#### [YOUR OBJECTIVE]
Rewrite all the entries below, changing every "put a marker" to "place a pin" and leaving everything else untouched.

#### [DATA EXTRACT]
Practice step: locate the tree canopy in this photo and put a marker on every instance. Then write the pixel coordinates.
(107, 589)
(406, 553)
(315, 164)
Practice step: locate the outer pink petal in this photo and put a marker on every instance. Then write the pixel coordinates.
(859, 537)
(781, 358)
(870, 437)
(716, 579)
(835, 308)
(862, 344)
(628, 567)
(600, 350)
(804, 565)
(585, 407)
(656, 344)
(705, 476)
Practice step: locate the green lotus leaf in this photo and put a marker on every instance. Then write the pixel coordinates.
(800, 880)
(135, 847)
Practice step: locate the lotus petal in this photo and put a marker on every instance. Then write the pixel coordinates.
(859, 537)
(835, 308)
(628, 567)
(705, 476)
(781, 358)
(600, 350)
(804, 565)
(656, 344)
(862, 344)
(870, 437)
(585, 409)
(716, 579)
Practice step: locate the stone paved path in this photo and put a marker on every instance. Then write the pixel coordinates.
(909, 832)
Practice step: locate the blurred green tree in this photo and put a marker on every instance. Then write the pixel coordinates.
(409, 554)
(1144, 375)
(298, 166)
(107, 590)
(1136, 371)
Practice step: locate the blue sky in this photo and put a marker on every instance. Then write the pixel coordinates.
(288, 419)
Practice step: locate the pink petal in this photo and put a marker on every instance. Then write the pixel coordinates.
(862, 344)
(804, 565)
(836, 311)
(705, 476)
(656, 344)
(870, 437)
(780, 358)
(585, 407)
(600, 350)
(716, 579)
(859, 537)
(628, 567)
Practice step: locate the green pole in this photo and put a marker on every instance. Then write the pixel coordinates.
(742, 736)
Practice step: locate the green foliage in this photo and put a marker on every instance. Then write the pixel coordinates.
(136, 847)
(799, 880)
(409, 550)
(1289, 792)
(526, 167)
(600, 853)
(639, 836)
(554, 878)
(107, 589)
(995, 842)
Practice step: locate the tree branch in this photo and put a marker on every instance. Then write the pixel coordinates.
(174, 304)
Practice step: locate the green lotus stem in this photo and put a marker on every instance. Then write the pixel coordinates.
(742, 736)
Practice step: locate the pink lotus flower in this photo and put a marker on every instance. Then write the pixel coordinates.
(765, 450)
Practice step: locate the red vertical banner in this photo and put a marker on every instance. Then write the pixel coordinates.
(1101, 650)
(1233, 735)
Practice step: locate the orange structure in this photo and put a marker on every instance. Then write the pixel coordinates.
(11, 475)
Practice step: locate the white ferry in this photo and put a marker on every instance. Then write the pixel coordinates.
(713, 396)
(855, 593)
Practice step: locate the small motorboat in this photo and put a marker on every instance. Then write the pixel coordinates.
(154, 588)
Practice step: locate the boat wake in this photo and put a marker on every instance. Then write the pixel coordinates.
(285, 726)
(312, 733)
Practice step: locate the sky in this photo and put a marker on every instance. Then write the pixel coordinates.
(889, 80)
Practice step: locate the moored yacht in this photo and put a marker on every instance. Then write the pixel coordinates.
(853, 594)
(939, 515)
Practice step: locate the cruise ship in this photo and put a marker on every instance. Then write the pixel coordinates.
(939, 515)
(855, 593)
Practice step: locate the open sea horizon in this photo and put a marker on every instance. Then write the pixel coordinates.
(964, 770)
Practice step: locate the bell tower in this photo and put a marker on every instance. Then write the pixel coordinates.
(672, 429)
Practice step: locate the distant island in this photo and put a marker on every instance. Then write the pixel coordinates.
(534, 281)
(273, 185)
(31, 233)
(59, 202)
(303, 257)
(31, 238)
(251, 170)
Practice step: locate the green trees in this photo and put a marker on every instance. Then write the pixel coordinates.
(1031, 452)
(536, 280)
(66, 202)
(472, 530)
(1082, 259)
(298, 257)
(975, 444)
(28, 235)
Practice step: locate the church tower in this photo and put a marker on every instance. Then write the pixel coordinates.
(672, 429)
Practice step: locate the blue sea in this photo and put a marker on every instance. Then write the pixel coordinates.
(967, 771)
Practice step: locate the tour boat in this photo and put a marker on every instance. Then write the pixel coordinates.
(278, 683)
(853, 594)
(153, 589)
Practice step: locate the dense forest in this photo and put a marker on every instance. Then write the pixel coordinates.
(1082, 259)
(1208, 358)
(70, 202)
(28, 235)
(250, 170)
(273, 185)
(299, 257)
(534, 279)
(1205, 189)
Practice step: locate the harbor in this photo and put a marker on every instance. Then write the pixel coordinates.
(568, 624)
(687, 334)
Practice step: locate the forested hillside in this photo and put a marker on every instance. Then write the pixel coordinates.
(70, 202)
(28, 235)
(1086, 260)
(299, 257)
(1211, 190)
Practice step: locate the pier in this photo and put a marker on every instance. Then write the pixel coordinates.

#### [SOLUTION TO THIS TASK]
Practice step: locate the tree canopy in this photo and place a pin on every instance. Then write the pixel coordinates.
(107, 589)
(406, 553)
(315, 164)
Practice step: locate the outer pink petal in this photo and place a pin on every instance. Then write the pixel coordinates.
(859, 537)
(781, 358)
(870, 437)
(716, 579)
(835, 308)
(862, 344)
(628, 567)
(600, 350)
(804, 565)
(585, 407)
(656, 344)
(705, 476)
Practice step: locate the green lotus leaf in this photo and place a pin on every instance. Then write the pixel coordinates.
(800, 880)
(135, 847)
Practice step: locate the lotus petal in this photo and place a pin on every instance. Then write the pixel coordinates.
(859, 537)
(835, 308)
(628, 567)
(705, 476)
(781, 358)
(600, 350)
(804, 565)
(656, 344)
(862, 344)
(870, 437)
(585, 409)
(716, 579)
Practice step: locate the stone paved path in this photo and place a pin on every instance. Then write the pixel coordinates.
(909, 832)
Practice step: locate the blurred green tree in this photo and place a pin on every instance. Then write the pixel coordinates.
(409, 554)
(1144, 375)
(298, 166)
(107, 590)
(1136, 371)
Practice step: locate the blue sky in this photo and place a pin on every instance. Then write the pixel coordinates.
(288, 419)
Practice step: locate the pink petal in this photo and place a pin on every instance. Then write the pixel coordinates.
(862, 344)
(804, 565)
(836, 311)
(705, 476)
(656, 344)
(870, 437)
(780, 358)
(585, 407)
(600, 350)
(716, 579)
(859, 537)
(628, 567)
Practice step: locate the green pole in this photo and place a pin on every instance. Then write the pixel coordinates.
(742, 736)
Practice step: locate the green foliage in this photo and place a pin on every instance. Then write the pixel coordinates.
(136, 847)
(799, 880)
(409, 550)
(1289, 792)
(526, 167)
(600, 853)
(639, 836)
(554, 878)
(107, 589)
(995, 842)
Practice step: locate the tree branch in this photo and place a pin on every instance. Then write the pixel coordinates.
(174, 304)
Practice step: locate the green lotus stem in this photo and place a pin on every instance. Then write the pixel coordinates.
(742, 736)
Practice step: locate the pink lotus flower in this photo and place a pin on every instance. Then write the pixel coordinates.
(765, 450)
Practice step: locate the red vertical banner in this photo and place a pin on every instance. Then write the pixel coordinates.
(1101, 650)
(1233, 735)
Practice step: locate the orange structure in this photo and place a pin on every instance. Then write the pixel coordinates.
(11, 475)
Practice step: locate the white ferry in this photo and place a pin on every instance. Then write the pixel coordinates.
(713, 396)
(855, 593)
Practice step: locate the small motorboat in this photo and place a pin on every instance. Then write the pixel coordinates.
(154, 588)
Practice step: locate the boat wake in this photo and place a pin on every instance. Then write the pixel coordinates.
(285, 726)
(312, 733)
Practice step: locate the sky in this photo and place a pin on every instance. Then write the pixel coordinates.
(889, 80)
Practice step: locate the moored yacht in this photo and place a pin on every instance. Then write the pixel coordinates.
(853, 594)
(939, 515)
Practice step: locate the cruise ship in this photo and place a pin on every instance. Then write the pixel coordinates.
(939, 515)
(855, 593)
Practice step: locate the open sea horizon in this photo and place a pin on every instance. Then write the pixel coordinates.
(964, 770)
Practice step: locate the bell tower in this photo and place a pin on every instance. Then write the pixel coordinates.
(672, 429)
Practice step: locate the distant island in this photo and place a pin on every instance. Then write the pixel coordinates.
(534, 281)
(273, 185)
(31, 233)
(59, 202)
(303, 257)
(31, 238)
(251, 170)
Practice step: locate the green trees in this photo and place a pin on every instance. Then write the pixel coordinates.
(1031, 452)
(536, 280)
(66, 202)
(472, 530)
(1082, 259)
(298, 257)
(975, 444)
(28, 235)
Practice step: locate the church tower in this photo and place a pin on every instance. Then write the pixel coordinates.
(672, 429)
Practice step: locate the blue sea in this photo and place a pin on every instance. Then write the pixel coordinates.
(967, 771)
Practice step: locate the tour boat in this photo and place a pin on every instance. Then write the pixel coordinates.
(278, 683)
(853, 594)
(153, 589)
Practice step: locate the dense forest in this photo and place a pin on every instance. Then write the pixel coordinates.
(1082, 259)
(1208, 358)
(70, 202)
(28, 235)
(250, 170)
(273, 185)
(299, 257)
(534, 279)
(1205, 189)
Practice step: locate the harbor in this photo and place a pin on every instance. Then write the pixel coordinates.
(568, 624)
(687, 334)
Practice step: locate the forested hillside in this photo and place a pin on every instance. Then write the pixel coordinates.
(70, 202)
(28, 235)
(1086, 260)
(299, 257)
(1211, 190)
Practice step: locate the pier in this photo and place a pin on every instance. Then write the pixel coordinates.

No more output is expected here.